OPTIMIZER MATH BUG

Update (6-20-16):

The Bug Has Been Fixed In xc32-gcc v1.42. Get your updates!

https://hackaday.io/project/6450-operation-learn-the-mips-pic32mx1xx2xx370/log/40265-xc32-gcc-optimizer-math-bug-fixed-in-v142

And, interestingly, another bug I unknowingly uncovered was fixed, as well.

Update (11-20-15):

I have verified that this exists on the LINUX-x86 (32-bit) version of xc32-gcc v1.40, but NOT on the Windows(32-bit) version. I have not attempted to redownload the linux version of v1.40, as the version-number and date have not changed.

Briefly, as I recall: It appears the Windows version results in a "load immediate (-1) to register" (also with a "sign-extend"? or was that on the linux version?), whereas the Linux version results in only a "load immediate to register (255)". Interestingly, *the entirety* of the rest of the disassembly of the code is *identical* except for the obvious 4-byte offset of jumps thereafter.

Microchip has contacted me saying: "Our compiler team has tested it and got the expected/correct results... What version are you using?"--ish. Which is interesting, considering the code I submitted said *exactly* which version I was using...

Also, take-note: When logging in to your account, apparently HTTPS:// is *not* default, on a friggin' login-page! But you can get there by typing it in manually. Weird.

Update (10-15-15): CALL TO PIC32/xc32-gcc USERS!

There is now fully-executable and thoroughly documented (as well as significantly simplified) code available at github: xc32_mathBugTester (see the README.TXT).

I'm curious to know whether others run into the same problem. It shouldn't be difficult to modify for most PIC32's, but if you've a PIC32MX170F256B, and some spare time, you can run the already-compiled executable.

This bug was originally submitted as a ticket to MICROCHIP on 9-20-15, per @jlbrian7's suggestion and sleuthing (Thanks, buddy!).

This code was submitted today as a follow-up to a response from their tech-support today; he's "working with the compiler team."

This is the simplified code which causes the bug (with -O1):

//NOTE: 
//  PRINT_IT() must be a MACRO, or inline calls to printf(),
//    (not a function) for the bugs to occur.

#define PRINT_IT(ID, power, dir, signedPower) \
  printf("  %d: power(u8) = %" PRIu8 \
         "   dir(i8) = %" PRId8 \
         "   signedPower(i16) = %" PRIi16 "\n\r", \
         ID, power, dir, signedPower);


//This function *should* Print the following, in all cases:
//  1: power(u8) = 127   dir(i8) = -1   signedPower(i16) = -127
//  2: power(u8) = 127   dir(i8) = -1   signedPower(i16) = -127
//  3: power(u8) = 127   dir(i8) = -1   signedPower(i16) = -127
//
//WITH OPTIMIZATION it prints:
//  1: power(u8) = 127   dir(i8) = -1   signedPower(i16) = -127
//  2: power(u8) = 127   dir(i8) = 255   signedPower(i16) = -127
//  3: power(u8) = 127   dir(i8) = 255   signedPower(i16) = 32385

//REGARDLESS of the *printout*, 
//the horrendously-valued "signedPower" is actually used and assigned to the PWM 


//NOTE: Many tests have been performed (no longer included in this code)

DATASET ENTRIES
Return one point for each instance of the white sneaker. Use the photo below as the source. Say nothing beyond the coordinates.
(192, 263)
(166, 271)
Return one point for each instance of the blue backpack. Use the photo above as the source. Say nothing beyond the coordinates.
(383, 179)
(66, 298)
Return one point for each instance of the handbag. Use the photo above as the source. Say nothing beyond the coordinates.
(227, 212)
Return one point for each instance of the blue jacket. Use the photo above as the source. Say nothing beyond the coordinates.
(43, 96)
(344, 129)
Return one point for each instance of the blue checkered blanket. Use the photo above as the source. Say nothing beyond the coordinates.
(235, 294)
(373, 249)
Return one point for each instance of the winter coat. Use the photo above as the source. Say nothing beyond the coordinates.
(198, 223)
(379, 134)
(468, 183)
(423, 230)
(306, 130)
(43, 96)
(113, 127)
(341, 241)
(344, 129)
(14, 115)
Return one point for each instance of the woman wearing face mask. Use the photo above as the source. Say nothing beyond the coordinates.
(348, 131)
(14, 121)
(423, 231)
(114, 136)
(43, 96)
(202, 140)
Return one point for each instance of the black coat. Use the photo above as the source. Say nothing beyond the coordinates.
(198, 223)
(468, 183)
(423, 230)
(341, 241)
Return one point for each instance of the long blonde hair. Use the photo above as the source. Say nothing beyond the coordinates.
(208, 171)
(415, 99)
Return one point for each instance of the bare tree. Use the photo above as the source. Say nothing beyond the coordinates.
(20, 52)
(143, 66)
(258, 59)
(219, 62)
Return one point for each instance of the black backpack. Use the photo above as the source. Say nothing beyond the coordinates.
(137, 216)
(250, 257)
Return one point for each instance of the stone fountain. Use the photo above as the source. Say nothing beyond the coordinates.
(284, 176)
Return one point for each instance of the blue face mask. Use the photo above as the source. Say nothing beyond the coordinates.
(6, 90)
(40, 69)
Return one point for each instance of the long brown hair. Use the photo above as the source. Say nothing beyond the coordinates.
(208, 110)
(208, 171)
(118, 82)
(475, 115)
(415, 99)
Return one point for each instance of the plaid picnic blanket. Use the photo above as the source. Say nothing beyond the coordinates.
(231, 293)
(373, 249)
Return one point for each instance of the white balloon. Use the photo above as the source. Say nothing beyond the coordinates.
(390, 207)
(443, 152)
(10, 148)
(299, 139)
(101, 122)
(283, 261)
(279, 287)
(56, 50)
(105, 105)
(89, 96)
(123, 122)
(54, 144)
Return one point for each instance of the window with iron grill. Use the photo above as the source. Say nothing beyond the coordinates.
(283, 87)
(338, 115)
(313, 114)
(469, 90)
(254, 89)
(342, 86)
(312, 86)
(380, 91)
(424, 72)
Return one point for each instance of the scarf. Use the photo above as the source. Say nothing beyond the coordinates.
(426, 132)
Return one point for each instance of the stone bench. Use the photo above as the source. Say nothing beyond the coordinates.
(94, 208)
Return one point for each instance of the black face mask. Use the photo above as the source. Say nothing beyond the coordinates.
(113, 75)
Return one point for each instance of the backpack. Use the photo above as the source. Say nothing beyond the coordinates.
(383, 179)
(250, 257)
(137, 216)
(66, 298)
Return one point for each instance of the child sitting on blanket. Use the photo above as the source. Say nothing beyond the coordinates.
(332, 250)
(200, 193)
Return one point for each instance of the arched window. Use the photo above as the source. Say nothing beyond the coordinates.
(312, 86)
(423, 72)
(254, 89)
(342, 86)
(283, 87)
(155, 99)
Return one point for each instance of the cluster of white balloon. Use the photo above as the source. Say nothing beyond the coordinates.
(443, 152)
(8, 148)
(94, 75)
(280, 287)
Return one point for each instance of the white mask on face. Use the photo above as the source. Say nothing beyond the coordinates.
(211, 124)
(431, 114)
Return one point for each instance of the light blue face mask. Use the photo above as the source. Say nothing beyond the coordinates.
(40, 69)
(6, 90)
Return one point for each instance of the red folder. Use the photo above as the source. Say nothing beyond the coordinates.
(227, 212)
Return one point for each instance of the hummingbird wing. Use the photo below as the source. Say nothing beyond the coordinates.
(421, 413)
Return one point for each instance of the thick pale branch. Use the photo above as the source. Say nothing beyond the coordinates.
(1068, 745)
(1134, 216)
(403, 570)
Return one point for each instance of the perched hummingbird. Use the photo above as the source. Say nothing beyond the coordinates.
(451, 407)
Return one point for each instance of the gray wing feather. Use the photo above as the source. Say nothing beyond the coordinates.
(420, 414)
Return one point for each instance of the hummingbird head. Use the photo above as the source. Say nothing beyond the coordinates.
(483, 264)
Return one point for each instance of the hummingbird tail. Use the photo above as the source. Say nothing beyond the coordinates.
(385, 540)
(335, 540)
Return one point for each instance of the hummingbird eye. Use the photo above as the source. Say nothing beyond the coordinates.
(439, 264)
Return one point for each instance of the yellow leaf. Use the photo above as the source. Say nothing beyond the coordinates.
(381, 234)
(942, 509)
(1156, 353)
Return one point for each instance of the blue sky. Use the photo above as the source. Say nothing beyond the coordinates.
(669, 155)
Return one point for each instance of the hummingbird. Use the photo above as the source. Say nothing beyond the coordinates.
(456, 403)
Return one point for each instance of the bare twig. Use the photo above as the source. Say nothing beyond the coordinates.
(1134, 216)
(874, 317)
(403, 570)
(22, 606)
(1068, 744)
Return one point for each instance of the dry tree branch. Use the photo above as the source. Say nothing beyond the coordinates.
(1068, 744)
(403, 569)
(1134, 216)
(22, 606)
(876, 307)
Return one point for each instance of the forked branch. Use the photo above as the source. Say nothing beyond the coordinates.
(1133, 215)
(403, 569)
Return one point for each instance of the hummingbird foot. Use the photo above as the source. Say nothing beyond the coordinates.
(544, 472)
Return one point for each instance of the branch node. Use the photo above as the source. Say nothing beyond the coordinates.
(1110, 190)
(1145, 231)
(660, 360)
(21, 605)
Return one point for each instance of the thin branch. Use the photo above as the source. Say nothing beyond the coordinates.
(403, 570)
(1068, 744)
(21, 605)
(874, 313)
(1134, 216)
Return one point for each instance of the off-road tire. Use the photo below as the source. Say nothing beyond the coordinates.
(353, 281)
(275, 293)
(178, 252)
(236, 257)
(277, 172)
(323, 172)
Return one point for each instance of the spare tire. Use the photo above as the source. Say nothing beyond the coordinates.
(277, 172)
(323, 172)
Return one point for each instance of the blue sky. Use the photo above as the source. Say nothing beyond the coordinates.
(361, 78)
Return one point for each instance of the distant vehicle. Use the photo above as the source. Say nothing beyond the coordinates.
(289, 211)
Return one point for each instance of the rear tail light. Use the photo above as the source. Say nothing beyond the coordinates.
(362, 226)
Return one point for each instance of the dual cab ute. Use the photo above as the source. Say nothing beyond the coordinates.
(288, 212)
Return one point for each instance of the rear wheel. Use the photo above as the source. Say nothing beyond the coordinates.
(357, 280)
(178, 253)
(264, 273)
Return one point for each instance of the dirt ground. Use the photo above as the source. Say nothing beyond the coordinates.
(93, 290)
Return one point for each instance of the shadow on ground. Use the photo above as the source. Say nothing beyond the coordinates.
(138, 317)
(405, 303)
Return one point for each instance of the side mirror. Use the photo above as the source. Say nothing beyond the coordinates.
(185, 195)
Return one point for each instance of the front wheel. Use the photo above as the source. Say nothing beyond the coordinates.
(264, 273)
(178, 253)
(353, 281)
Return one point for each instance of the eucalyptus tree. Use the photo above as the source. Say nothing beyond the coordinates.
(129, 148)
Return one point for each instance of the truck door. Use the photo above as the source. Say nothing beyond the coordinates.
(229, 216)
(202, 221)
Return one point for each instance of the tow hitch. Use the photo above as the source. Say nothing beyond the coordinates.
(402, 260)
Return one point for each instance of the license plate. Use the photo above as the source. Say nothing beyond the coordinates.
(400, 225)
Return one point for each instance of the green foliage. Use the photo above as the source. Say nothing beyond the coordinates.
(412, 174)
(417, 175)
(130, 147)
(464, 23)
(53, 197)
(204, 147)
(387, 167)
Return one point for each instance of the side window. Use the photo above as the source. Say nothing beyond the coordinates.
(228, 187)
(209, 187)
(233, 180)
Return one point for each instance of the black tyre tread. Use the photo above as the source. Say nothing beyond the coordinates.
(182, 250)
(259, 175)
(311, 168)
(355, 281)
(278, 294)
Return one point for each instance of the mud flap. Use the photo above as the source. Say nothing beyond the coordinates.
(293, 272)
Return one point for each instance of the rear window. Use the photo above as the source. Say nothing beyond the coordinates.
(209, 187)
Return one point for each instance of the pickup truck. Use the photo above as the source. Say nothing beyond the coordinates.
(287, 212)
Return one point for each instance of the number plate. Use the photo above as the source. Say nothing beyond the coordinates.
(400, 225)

EXERCISE INSTRUCTIONS
[A] Summarize the xc32-gcc bug report in two sentences.
[B] According to the xc32-gcc bug report, on what date was the bug first submitted as a ticket to Microchip?
[C] Proceed with the xc32-gcc bug report from the point where it stops.
The records have no role in the work here.

TASK-BY-TASK OUTPUTS
[A] The xc32-gcc bug report describes an optimizer math bug: with -O1, code that should print dir as -1 and signedPower as -127 instead prints dir as 255 and, in one case, signedPower as 32385, and that value is assigned to the PWM. The bug was verified on the Linux 32-bit version of xc32-gcc v1.40 but not on the Windows 32-bit version, and it was fixed in v1.42.

[B] On 9-20-15.

[C]
// SEE main.c in the parent directory!!!
void testBrokenMathAndPrintout(void)
{
   uint8_t power = 127;
   int8_t dir = -1; 


   int16_t signedPower = (int16_t)power * (int16_t)dir;

   //"THE BUG" appears differently depending on how PRINT_IT is implemented
   // IN THIS FILE:
   // PRINT_IT() is merely a macro.
   //  Identical to including the printf() statement RIGHT HERE
   //  AND has the IDENTICAL result.
   PRINT_IT(1, power, dir, signedPower);


   //This case will SELDOMLY be *executed*
   // but without some *potential* reassignment to the variable 'dir' 
   // (somewhere) the bug does not appear
   // (Note how difficult it is to come up with a case that won't be optimized-out!)
   if(rand() == 0)
   {
      printf("!!! rand() == 0, else{} executed!\n\r");
      
      //THIS VALUE IS NOT EXPECTED TO BE USED
      dir = ((int8_t)(0));
   }


   PRINT_IT(2, power, dir, signedPower);


   signedPower = (int16_t)power * (int16_t)dir;

   PRINT_IT(3, power, dir, signedPower);
}

-------

Update (9-20-15): Thanks @jlbrian7 for the reminder... See the bottom for some updates...

-----

The past couple days' project-efforts have been spent trying to pinpoint the cause of some very strange behavior...

Briefly: int8_t is acting like it's much larger than that.

The trouble appeared as a result of multiplying -1 (int8_t) by another value (0-255), and getting results in the thousands.

Yes, I watched my casting quite closely, though a certain amount of the time was definitely spent wondering whether I understood casting (and many other things I've used regularly for over a decade) correctly.

Basically:

int8_t direction = -1; //Always -1, 0, or 1
uint8_t power = 127; //PWM-ish power, from 0-255 (0-100%)

int16_t signedPower = (int16_t)direction * (int16_t)power;

//results in signedPower == 32385

Not only does it print this value, it *uses* it, regardless of casting, masking, or various other tests I went through. Dig this:

int8_t direction = -1;

printf("1: direction = %" PRIi8 "\n", direction);

//do some stuff here, but DON'T actually CHANGE the value of direction

printf("2: direction = %" PRIi8 "\n", direction);

results in:

1: direction = -1
2: direction = 255

Long story short, this appears to be a result of the optimizer. Using 'xc32-gcc -O1 ...' causes the glitch, not including a -O argument doesn't.

this is a portion of the output from 'xc32-gcc -v':

gcc version 4.8.3 MPLAB XC32 Compiler v1.40 (Microchip Technology)

Not sure whether this exists in other incarnations of gcc... e.g. maybe mipsel-gcc-4.8.3?

CAUSING this bug is *difficult*... it seems to require several conditions to be met, which can be seen in the example-code below, which has been stripped down to nearly the bare-essentials to recreate the bug (and barely even remotely resembles the original code that the bug was found in).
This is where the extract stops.